*** Opening DATASET EXTRACT ***

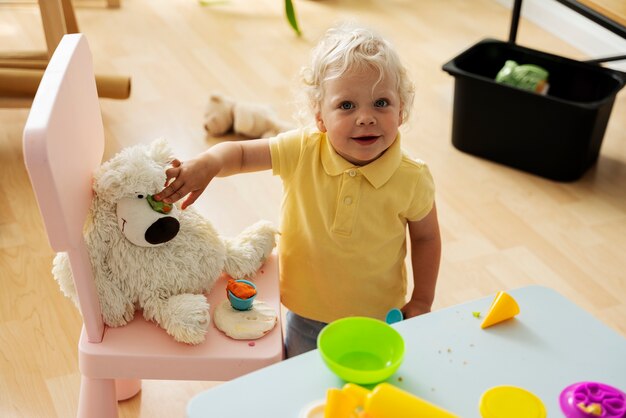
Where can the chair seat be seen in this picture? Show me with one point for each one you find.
(141, 349)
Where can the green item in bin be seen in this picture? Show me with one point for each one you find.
(527, 77)
(159, 206)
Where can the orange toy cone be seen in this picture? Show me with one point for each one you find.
(502, 308)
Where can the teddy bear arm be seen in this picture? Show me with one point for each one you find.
(247, 252)
(183, 316)
(117, 307)
(62, 273)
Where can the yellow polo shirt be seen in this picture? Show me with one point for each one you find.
(343, 227)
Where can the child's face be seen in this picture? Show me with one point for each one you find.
(361, 123)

*** Closing DATASET EXTRACT ***

Write every line above again exactly, but leave the pictures out.

Where can the chair seat be seen in this picture? Show me with one point for each one you find.
(141, 349)
Where can the green item in bin be seen in this picture? Show me with one point for each one you find.
(527, 77)
(159, 206)
Where can the orange toy cone be seen in this picture? Show me with one point for each one you find.
(502, 308)
Where can the teddy bear arm be seen in this picture? Show me with one point for each one you find.
(247, 252)
(183, 316)
(117, 307)
(62, 273)
Where can the yellow polo shirt be seen in this picture? Show me with one point for each one you find.
(343, 227)
Where can the child's face be seen in this picture? Show me with one point for each one you find.
(361, 123)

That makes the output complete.